**Document excerpt**
Back to Balance
Posted the May 1 issue of Info Career Trends today, on “building balance.” I especially appreciated Marcy Brown’s pointer to Making a Living Without a Job and the idea of creating “multiple profit centers” to deal with the inevitable ebbs and flows of self-employment.
I’m also reading Leslie Bennetts’ The Feminine Mistake, which talks, in part, about the long-term economic impact of women’s decisions to quit their jobs to stay home with their children. In libraries, this is pretty easy to rationalize: I make less money than my partner; I’m burned out working with the public; my salary would go to daycare; it makes sense for me to stay home. But, while our salaries may not be all that great, we shouldn’t dismiss the benefits of more years in Social Security and/or an employed-sponsored retirement plan, access to 403B/401K plans, more time to move up the career ladder and earn raises and promotions, better future employment prospects.
I don’t regret swapping full-time work in a library for self-employment, but think we need to go into any of these changes with our eyes wide open. I can’t contribute to a 403B, but I’m darn sure to dump the maximum into my IRA each year. I’m no longer participating in a pension plan, but I’m continuing to work for pay each year and trying to avoid those years of zeros being figured into my Social Security. I’m doing things related to librarianship that will put me in a better position if and when I do decide to go back to more traditional work. I didn’t quit right away, but took time to build up some freelance work. I’m incredibly lucky in that my husband’s workplace provides family health coverage.

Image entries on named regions
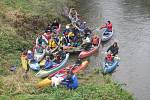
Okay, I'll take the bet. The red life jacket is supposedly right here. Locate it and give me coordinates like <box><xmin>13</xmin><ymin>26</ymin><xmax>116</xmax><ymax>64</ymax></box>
<box><xmin>107</xmin><ymin>23</ymin><xmax>112</xmax><ymax>31</ymax></box>
<box><xmin>106</xmin><ymin>54</ymin><xmax>113</xmax><ymax>62</ymax></box>
<box><xmin>92</xmin><ymin>37</ymin><xmax>99</xmax><ymax>45</ymax></box>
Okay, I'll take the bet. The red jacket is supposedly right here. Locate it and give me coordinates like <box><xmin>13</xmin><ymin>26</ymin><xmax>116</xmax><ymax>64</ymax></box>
<box><xmin>101</xmin><ymin>23</ymin><xmax>112</xmax><ymax>31</ymax></box>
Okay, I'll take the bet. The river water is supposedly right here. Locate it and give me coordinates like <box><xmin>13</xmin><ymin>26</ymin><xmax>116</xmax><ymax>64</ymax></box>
<box><xmin>79</xmin><ymin>0</ymin><xmax>150</xmax><ymax>100</ymax></box>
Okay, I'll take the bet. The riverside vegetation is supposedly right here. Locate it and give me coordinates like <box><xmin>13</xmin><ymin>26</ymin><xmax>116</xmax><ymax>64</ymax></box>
<box><xmin>0</xmin><ymin>0</ymin><xmax>133</xmax><ymax>100</ymax></box>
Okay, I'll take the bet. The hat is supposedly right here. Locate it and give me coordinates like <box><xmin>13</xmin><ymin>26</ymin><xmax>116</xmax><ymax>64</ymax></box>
<box><xmin>28</xmin><ymin>50</ymin><xmax>32</xmax><ymax>54</ymax></box>
<box><xmin>66</xmin><ymin>24</ymin><xmax>70</xmax><ymax>29</ymax></box>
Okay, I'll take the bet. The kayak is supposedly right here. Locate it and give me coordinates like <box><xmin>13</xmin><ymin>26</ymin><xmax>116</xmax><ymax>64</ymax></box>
<box><xmin>21</xmin><ymin>54</ymin><xmax>28</xmax><ymax>70</ymax></box>
<box><xmin>78</xmin><ymin>36</ymin><xmax>100</xmax><ymax>59</ymax></box>
<box><xmin>36</xmin><ymin>35</ymin><xmax>48</xmax><ymax>47</ymax></box>
<box><xmin>34</xmin><ymin>49</ymin><xmax>46</xmax><ymax>62</ymax></box>
<box><xmin>28</xmin><ymin>60</ymin><xmax>40</xmax><ymax>71</ymax></box>
<box><xmin>35</xmin><ymin>61</ymin><xmax>89</xmax><ymax>88</ymax></box>
<box><xmin>101</xmin><ymin>28</ymin><xmax>113</xmax><ymax>42</ymax></box>
<box><xmin>36</xmin><ymin>53</ymin><xmax>69</xmax><ymax>78</ymax></box>
<box><xmin>68</xmin><ymin>8</ymin><xmax>78</xmax><ymax>23</ymax></box>
<box><xmin>39</xmin><ymin>46</ymin><xmax>59</xmax><ymax>66</ymax></box>
<box><xmin>63</xmin><ymin>46</ymin><xmax>82</xmax><ymax>53</ymax></box>
<box><xmin>102</xmin><ymin>56</ymin><xmax>120</xmax><ymax>74</ymax></box>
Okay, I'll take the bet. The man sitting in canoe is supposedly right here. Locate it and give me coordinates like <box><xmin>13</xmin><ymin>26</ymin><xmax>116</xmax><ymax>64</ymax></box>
<box><xmin>44</xmin><ymin>56</ymin><xmax>56</xmax><ymax>69</ymax></box>
<box><xmin>57</xmin><ymin>47</ymin><xmax>66</xmax><ymax>60</ymax></box>
<box><xmin>92</xmin><ymin>35</ymin><xmax>99</xmax><ymax>46</ymax></box>
<box><xmin>36</xmin><ymin>33</ymin><xmax>48</xmax><ymax>46</ymax></box>
<box><xmin>82</xmin><ymin>36</ymin><xmax>92</xmax><ymax>51</ymax></box>
<box><xmin>61</xmin><ymin>70</ymin><xmax>78</xmax><ymax>90</ymax></box>
<box><xmin>107</xmin><ymin>42</ymin><xmax>119</xmax><ymax>56</ymax></box>
<box><xmin>100</xmin><ymin>21</ymin><xmax>112</xmax><ymax>35</ymax></box>
<box><xmin>27</xmin><ymin>50</ymin><xmax>34</xmax><ymax>62</ymax></box>
<box><xmin>48</xmin><ymin>37</ymin><xmax>57</xmax><ymax>49</ymax></box>
<box><xmin>105</xmin><ymin>54</ymin><xmax>113</xmax><ymax>63</ymax></box>
<box><xmin>51</xmin><ymin>19</ymin><xmax>59</xmax><ymax>30</ymax></box>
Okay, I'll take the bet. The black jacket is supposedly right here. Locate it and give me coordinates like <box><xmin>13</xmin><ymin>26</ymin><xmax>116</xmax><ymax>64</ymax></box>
<box><xmin>107</xmin><ymin>45</ymin><xmax>119</xmax><ymax>56</ymax></box>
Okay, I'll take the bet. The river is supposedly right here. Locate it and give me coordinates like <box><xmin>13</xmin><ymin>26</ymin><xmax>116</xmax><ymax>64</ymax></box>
<box><xmin>80</xmin><ymin>0</ymin><xmax>150</xmax><ymax>100</ymax></box>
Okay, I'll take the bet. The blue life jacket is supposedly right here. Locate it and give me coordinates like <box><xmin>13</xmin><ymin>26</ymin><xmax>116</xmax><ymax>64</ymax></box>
<box><xmin>27</xmin><ymin>53</ymin><xmax>34</xmax><ymax>60</ymax></box>
<box><xmin>44</xmin><ymin>60</ymin><xmax>53</xmax><ymax>69</ymax></box>
<box><xmin>67</xmin><ymin>75</ymin><xmax>78</xmax><ymax>89</ymax></box>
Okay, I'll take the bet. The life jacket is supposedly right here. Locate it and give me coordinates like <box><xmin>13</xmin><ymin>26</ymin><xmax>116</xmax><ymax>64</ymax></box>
<box><xmin>36</xmin><ymin>45</ymin><xmax>44</xmax><ymax>53</ymax></box>
<box><xmin>68</xmin><ymin>32</ymin><xmax>74</xmax><ymax>37</ymax></box>
<box><xmin>92</xmin><ymin>37</ymin><xmax>99</xmax><ymax>45</ymax></box>
<box><xmin>106</xmin><ymin>54</ymin><xmax>113</xmax><ymax>62</ymax></box>
<box><xmin>44</xmin><ymin>60</ymin><xmax>53</xmax><ymax>69</ymax></box>
<box><xmin>107</xmin><ymin>23</ymin><xmax>112</xmax><ymax>31</ymax></box>
<box><xmin>67</xmin><ymin>75</ymin><xmax>78</xmax><ymax>89</ymax></box>
<box><xmin>43</xmin><ymin>32</ymin><xmax>51</xmax><ymax>40</ymax></box>
<box><xmin>49</xmin><ymin>40</ymin><xmax>57</xmax><ymax>48</ymax></box>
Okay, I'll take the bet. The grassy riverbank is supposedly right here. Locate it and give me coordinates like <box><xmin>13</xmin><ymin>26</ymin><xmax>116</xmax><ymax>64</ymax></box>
<box><xmin>0</xmin><ymin>0</ymin><xmax>132</xmax><ymax>100</ymax></box>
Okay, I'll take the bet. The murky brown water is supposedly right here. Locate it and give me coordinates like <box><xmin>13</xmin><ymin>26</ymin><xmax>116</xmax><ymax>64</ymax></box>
<box><xmin>80</xmin><ymin>0</ymin><xmax>150</xmax><ymax>100</ymax></box>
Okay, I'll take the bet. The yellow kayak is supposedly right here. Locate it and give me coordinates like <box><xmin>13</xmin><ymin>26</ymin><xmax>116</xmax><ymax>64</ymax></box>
<box><xmin>21</xmin><ymin>55</ymin><xmax>28</xmax><ymax>70</ymax></box>
<box><xmin>35</xmin><ymin>78</ymin><xmax>52</xmax><ymax>88</ymax></box>
<box><xmin>39</xmin><ymin>59</ymin><xmax>46</xmax><ymax>66</ymax></box>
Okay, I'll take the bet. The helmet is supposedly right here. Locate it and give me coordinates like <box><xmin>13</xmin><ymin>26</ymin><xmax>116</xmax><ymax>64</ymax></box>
<box><xmin>28</xmin><ymin>50</ymin><xmax>32</xmax><ymax>54</ymax></box>
<box><xmin>66</xmin><ymin>25</ymin><xmax>69</xmax><ymax>29</ymax></box>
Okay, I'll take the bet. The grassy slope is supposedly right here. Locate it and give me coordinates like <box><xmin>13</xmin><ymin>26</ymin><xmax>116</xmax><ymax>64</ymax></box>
<box><xmin>0</xmin><ymin>0</ymin><xmax>132</xmax><ymax>100</ymax></box>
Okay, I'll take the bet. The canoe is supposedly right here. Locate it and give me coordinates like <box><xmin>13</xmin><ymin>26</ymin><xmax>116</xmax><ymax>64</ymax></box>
<box><xmin>35</xmin><ymin>61</ymin><xmax>89</xmax><ymax>88</ymax></box>
<box><xmin>36</xmin><ymin>35</ymin><xmax>48</xmax><ymax>47</ymax></box>
<box><xmin>39</xmin><ymin>46</ymin><xmax>59</xmax><ymax>66</ymax></box>
<box><xmin>63</xmin><ymin>46</ymin><xmax>82</xmax><ymax>53</ymax></box>
<box><xmin>21</xmin><ymin>54</ymin><xmax>28</xmax><ymax>70</ymax></box>
<box><xmin>101</xmin><ymin>28</ymin><xmax>113</xmax><ymax>42</ymax></box>
<box><xmin>78</xmin><ymin>39</ymin><xmax>100</xmax><ymax>59</ymax></box>
<box><xmin>68</xmin><ymin>8</ymin><xmax>78</xmax><ymax>23</ymax></box>
<box><xmin>36</xmin><ymin>53</ymin><xmax>69</xmax><ymax>78</ymax></box>
<box><xmin>34</xmin><ymin>49</ymin><xmax>46</xmax><ymax>62</ymax></box>
<box><xmin>28</xmin><ymin>60</ymin><xmax>40</xmax><ymax>71</ymax></box>
<box><xmin>102</xmin><ymin>57</ymin><xmax>120</xmax><ymax>74</ymax></box>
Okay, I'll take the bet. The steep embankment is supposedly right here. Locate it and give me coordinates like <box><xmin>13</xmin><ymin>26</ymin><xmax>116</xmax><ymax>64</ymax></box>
<box><xmin>0</xmin><ymin>0</ymin><xmax>132</xmax><ymax>100</ymax></box>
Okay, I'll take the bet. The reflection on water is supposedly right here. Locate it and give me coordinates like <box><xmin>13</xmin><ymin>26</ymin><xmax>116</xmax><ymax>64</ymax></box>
<box><xmin>80</xmin><ymin>0</ymin><xmax>150</xmax><ymax>100</ymax></box>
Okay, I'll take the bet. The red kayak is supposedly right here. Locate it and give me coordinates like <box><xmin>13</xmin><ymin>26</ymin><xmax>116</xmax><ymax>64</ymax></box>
<box><xmin>49</xmin><ymin>61</ymin><xmax>89</xmax><ymax>78</ymax></box>
<box><xmin>78</xmin><ymin>38</ymin><xmax>101</xmax><ymax>59</ymax></box>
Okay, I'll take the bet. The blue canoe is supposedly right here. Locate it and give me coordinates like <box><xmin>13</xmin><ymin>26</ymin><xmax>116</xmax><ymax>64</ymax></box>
<box><xmin>35</xmin><ymin>53</ymin><xmax>69</xmax><ymax>78</ymax></box>
<box><xmin>102</xmin><ymin>57</ymin><xmax>120</xmax><ymax>74</ymax></box>
<box><xmin>29</xmin><ymin>60</ymin><xmax>40</xmax><ymax>71</ymax></box>
<box><xmin>101</xmin><ymin>28</ymin><xmax>113</xmax><ymax>42</ymax></box>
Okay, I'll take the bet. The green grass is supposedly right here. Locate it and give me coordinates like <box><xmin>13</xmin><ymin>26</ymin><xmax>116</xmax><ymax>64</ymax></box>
<box><xmin>0</xmin><ymin>0</ymin><xmax>133</xmax><ymax>100</ymax></box>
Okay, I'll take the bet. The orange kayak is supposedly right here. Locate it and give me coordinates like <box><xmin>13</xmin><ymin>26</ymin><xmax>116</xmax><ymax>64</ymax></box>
<box><xmin>35</xmin><ymin>61</ymin><xmax>89</xmax><ymax>88</ymax></box>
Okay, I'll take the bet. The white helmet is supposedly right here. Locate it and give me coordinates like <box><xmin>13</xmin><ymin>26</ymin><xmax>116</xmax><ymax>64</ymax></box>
<box><xmin>66</xmin><ymin>25</ymin><xmax>69</xmax><ymax>29</ymax></box>
<box><xmin>28</xmin><ymin>50</ymin><xmax>32</xmax><ymax>54</ymax></box>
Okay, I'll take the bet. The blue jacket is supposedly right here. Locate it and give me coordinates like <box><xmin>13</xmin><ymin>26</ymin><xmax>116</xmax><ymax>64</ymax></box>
<box><xmin>67</xmin><ymin>75</ymin><xmax>78</xmax><ymax>89</ymax></box>
<box><xmin>44</xmin><ymin>60</ymin><xmax>53</xmax><ymax>69</ymax></box>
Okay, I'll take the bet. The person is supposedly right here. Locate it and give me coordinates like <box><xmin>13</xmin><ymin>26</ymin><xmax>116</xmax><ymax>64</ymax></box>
<box><xmin>51</xmin><ymin>19</ymin><xmax>59</xmax><ymax>30</ymax></box>
<box><xmin>62</xmin><ymin>24</ymin><xmax>71</xmax><ymax>36</ymax></box>
<box><xmin>82</xmin><ymin>36</ymin><xmax>92</xmax><ymax>51</ymax></box>
<box><xmin>35</xmin><ymin>45</ymin><xmax>44</xmax><ymax>53</ymax></box>
<box><xmin>49</xmin><ymin>38</ymin><xmax>57</xmax><ymax>49</ymax></box>
<box><xmin>62</xmin><ymin>70</ymin><xmax>78</xmax><ymax>90</ymax></box>
<box><xmin>92</xmin><ymin>35</ymin><xmax>99</xmax><ymax>46</ymax></box>
<box><xmin>68</xmin><ymin>32</ymin><xmax>74</xmax><ymax>40</ymax></box>
<box><xmin>71</xmin><ymin>58</ymin><xmax>82</xmax><ymax>70</ymax></box>
<box><xmin>63</xmin><ymin>35</ymin><xmax>70</xmax><ymax>46</ymax></box>
<box><xmin>45</xmin><ymin>24</ymin><xmax>51</xmax><ymax>33</ymax></box>
<box><xmin>105</xmin><ymin>54</ymin><xmax>113</xmax><ymax>63</ymax></box>
<box><xmin>44</xmin><ymin>56</ymin><xmax>56</xmax><ymax>69</ymax></box>
<box><xmin>57</xmin><ymin>47</ymin><xmax>66</xmax><ymax>60</ymax></box>
<box><xmin>107</xmin><ymin>42</ymin><xmax>119</xmax><ymax>56</ymax></box>
<box><xmin>100</xmin><ymin>21</ymin><xmax>112</xmax><ymax>34</ymax></box>
<box><xmin>36</xmin><ymin>33</ymin><xmax>48</xmax><ymax>46</ymax></box>
<box><xmin>68</xmin><ymin>8</ymin><xmax>78</xmax><ymax>23</ymax></box>
<box><xmin>27</xmin><ymin>50</ymin><xmax>34</xmax><ymax>62</ymax></box>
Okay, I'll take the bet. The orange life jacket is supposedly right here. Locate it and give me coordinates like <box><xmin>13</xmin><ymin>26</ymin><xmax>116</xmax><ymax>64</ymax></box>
<box><xmin>106</xmin><ymin>54</ymin><xmax>113</xmax><ymax>62</ymax></box>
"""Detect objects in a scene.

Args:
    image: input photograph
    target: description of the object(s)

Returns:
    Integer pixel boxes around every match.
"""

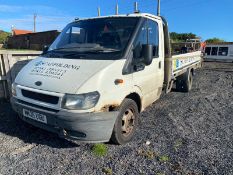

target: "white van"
[11,13,201,144]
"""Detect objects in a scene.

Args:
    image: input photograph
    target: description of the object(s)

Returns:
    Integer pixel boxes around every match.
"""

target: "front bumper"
[11,97,118,143]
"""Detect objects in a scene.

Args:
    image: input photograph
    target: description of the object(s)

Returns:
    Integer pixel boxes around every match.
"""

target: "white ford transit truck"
[11,13,202,144]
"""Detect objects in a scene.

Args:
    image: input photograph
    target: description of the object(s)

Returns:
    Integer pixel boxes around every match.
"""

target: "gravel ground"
[0,63,233,175]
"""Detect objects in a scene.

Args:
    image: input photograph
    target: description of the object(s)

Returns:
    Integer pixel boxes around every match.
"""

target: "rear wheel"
[176,70,193,92]
[111,98,139,145]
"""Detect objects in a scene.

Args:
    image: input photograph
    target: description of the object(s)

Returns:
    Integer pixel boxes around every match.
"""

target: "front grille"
[21,89,59,105]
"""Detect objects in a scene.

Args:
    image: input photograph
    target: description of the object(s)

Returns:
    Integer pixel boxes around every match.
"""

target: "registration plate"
[23,109,47,124]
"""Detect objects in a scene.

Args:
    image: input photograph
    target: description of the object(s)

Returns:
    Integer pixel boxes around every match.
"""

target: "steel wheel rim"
[121,109,135,137]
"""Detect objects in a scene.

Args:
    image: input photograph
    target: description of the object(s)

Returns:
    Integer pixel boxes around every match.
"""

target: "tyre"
[176,70,193,92]
[111,98,139,145]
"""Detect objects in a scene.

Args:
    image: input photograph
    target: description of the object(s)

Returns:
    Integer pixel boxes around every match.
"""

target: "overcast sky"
[0,0,233,41]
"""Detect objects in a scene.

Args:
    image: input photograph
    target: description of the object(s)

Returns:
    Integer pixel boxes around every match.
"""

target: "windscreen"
[45,17,139,59]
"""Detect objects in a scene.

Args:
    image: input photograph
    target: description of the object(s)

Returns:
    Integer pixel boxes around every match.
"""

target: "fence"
[0,50,41,99]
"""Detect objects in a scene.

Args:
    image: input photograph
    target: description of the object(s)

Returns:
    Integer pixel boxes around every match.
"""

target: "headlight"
[62,92,100,110]
[11,83,16,96]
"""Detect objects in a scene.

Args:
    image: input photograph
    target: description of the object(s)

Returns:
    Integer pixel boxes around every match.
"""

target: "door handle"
[159,61,162,69]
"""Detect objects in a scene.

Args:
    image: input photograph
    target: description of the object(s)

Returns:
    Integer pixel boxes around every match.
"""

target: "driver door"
[133,19,164,106]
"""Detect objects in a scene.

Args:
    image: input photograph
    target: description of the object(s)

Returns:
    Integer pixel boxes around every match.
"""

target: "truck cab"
[11,13,199,144]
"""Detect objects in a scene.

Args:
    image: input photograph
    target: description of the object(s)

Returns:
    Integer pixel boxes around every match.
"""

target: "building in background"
[6,29,60,50]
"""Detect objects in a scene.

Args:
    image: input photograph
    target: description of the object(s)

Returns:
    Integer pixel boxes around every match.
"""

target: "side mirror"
[142,44,153,66]
[42,45,49,54]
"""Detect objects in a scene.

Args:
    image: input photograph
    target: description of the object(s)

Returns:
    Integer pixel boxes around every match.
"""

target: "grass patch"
[91,143,108,157]
[102,168,112,175]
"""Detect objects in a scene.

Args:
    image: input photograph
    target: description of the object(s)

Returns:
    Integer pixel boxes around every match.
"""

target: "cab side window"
[148,20,159,57]
[134,19,159,59]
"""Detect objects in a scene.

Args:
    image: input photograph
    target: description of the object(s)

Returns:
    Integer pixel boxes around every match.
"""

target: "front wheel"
[111,98,139,145]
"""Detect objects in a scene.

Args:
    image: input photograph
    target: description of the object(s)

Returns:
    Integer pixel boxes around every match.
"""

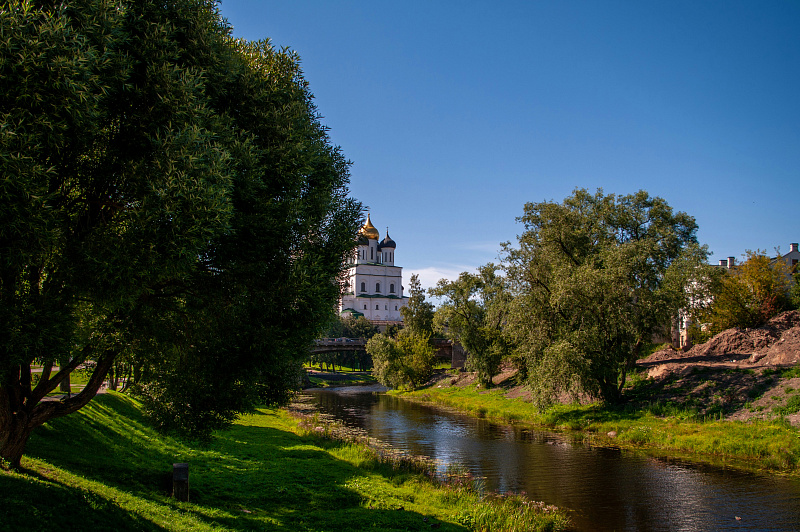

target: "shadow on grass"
[15,394,464,531]
[0,472,164,532]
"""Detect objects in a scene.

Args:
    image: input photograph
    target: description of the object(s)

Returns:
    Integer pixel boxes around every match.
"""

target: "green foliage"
[367,329,435,389]
[504,189,706,408]
[400,273,433,336]
[429,264,511,388]
[0,0,360,462]
[700,250,793,335]
[0,393,564,532]
[403,386,800,474]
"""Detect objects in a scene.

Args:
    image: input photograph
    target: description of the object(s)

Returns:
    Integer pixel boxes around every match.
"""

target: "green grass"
[0,393,566,532]
[403,386,800,475]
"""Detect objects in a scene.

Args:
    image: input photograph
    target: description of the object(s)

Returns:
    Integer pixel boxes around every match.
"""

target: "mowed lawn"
[0,392,566,532]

**Stated problem 1**
List the steps the writer of the blog post on balance says they took or are taking to offset what they gave up by leaving full-time library work.
**Stated problem 2**
Continue the blog post on balance from its last sentence.

**Expected output 1**
- Putting the maximum into an IRA each year
- Continuing to work for pay each year to avoid years of zeros being figured into Social Security
- Doing things related to librarianship that will help if they go back to more traditional work
- Taking time to build up some freelance work before quitting

**Expected output 2**
Women (never men) come up to me fairly regularly at conferences or send e-mails asking, basically, how they can quit their day jobs too. I’m all for this, but think any one of us who takes that plunge needs to be aware of the long-term implications and to have a long-term plan and goals (however flexible or changeable these might be). This also points to the need for libraries to pay attention to work/life balance issues for everyone.
I was at dinner with a few mom friends the other night, all of us librarian or teacher types, and the conversation came around to goals. A couple of people said straight out that they don’t have any career or long-term goals, don’t think they need any, and that their focus is only on their kids and making sure they turn out well.
My kid (soon kids!) is my top priority, but I don’t think it’s healthy for either of us that he be my only priority, or to focus only on the immediate future of staying home with kids without also thinking about a long-term career path. We can’t truly build balance without an idea of what we want from our lives and our careers, and where our priorities lie in terms of both short-term needs and long-term goals.

Julian:
It’s killing me that I have to self-censor myself on this very touchy subject. I’ll summarize my thoughts as best as I can. Our society doesn’t allow me to have options based on something totally beyond my control. In addition, not everyone in librarianship is in a situation where there are options. Many are; I’m not. Even if my income were not required for my household to survive, it would be socially unacceptable for me to choose not to be gainfully employed for any reason.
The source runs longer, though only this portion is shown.